* begin SUPPLIED PASSAGE *

Le Chemin du Roy (The King’s Road), Berthierville Section
In 1660 the very first section of what would later become known in New France as the Chemin Du Roy (The King’s Road) was built through Québec City.
Later in 1706 the Grand Council of New France decreed the road be extended all the way to Montréal, thereby linking the population in the growing communities along the length of the northern banks of the St. Lawrence River.
Construction began in 1731 and when it was completed in 1737 the Chemin du Roy was 7.4 meters (24.6 ft) wide and 280 kilometers (174 miles) long, making it at that time the longest continuous North American road north of Mexico.
Back in the day a trip by horse and carriage between Québec City and Montréal would take between four to six days, depending on the weather. But things evolved and after the railroad had replaced the road in terms of importance, then the automobile came along.
Yes the road was paved, but cars and trucks required bigger, better roads and divided highways. Today driving the speed limit on either Highway #20 on the south shore or #40 on the north shore, will get you from one city to the other in about three hours. All of this would take even more traffic and purpose away from the old road.
Seeing that an important part of our heritage was slipping away, in 1999 the provincial government instituted a tourism initiative to invite people to rediscover the historic old road before it was lost and forgotten forever. The road was sign-posted along its entire length. Historical and tourist information markers were also added to make it easier for tourists who prefer life in the slow lane, to find the most interesting spots to visit, stay, eat, and discover.

* end SUPPLIED PASSAGE *
* begin INFORMATION SHOWN *

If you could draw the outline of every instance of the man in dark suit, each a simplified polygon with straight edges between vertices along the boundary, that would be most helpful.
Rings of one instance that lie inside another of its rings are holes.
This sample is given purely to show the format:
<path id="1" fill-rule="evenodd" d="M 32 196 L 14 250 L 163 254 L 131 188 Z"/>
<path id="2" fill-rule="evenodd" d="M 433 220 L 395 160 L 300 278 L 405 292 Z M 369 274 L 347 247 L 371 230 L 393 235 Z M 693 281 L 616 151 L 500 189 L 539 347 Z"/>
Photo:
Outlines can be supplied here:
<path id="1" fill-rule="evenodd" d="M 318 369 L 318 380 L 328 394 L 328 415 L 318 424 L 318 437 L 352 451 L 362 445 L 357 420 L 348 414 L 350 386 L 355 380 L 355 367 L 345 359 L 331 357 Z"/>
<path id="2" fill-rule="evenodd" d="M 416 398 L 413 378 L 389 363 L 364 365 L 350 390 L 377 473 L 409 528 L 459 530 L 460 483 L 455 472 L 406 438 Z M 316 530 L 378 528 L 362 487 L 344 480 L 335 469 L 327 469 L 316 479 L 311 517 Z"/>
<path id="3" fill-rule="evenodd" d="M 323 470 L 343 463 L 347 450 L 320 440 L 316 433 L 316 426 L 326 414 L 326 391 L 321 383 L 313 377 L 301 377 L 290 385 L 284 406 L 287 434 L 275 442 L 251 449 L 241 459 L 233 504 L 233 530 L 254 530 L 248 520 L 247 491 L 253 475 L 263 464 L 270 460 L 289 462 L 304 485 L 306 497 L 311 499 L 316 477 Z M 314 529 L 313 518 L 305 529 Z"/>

* end INFORMATION SHOWN *

→ SHORT PROBLEM A
Which years does the passage on the Chemin du Roy mention? List all of them.
→ SHORT PROBLEM B
Reproduce everything in the Chemin du Roy passage from "Le Chemin du" down to "north of Mexico.".

→ EXPECTED OUTPUT A
1660, 1706, 1731, 1737, 1999

→ EXPECTED OUTPUT B
Le Chemin du Roy (The King’s Road), Berthierville Section
In 1660 the very first section of what would later become known in New France as the Chemin Du Roy (The King’s Road) was built through Québec City.
Later in 1706 the Grand Council of New France decreed the road be extended all the way to Montréal, thereby linking the population in the growing communities along the length of the northern banks of the St. Lawrence River.
Construction began in 1731 and when it was completed in 1737 the Chemin du Roy was 7.4 meters (24.6 ft) wide and 280 kilometers (174 miles) long, making it at that time the longest continuous North American road north of Mexico.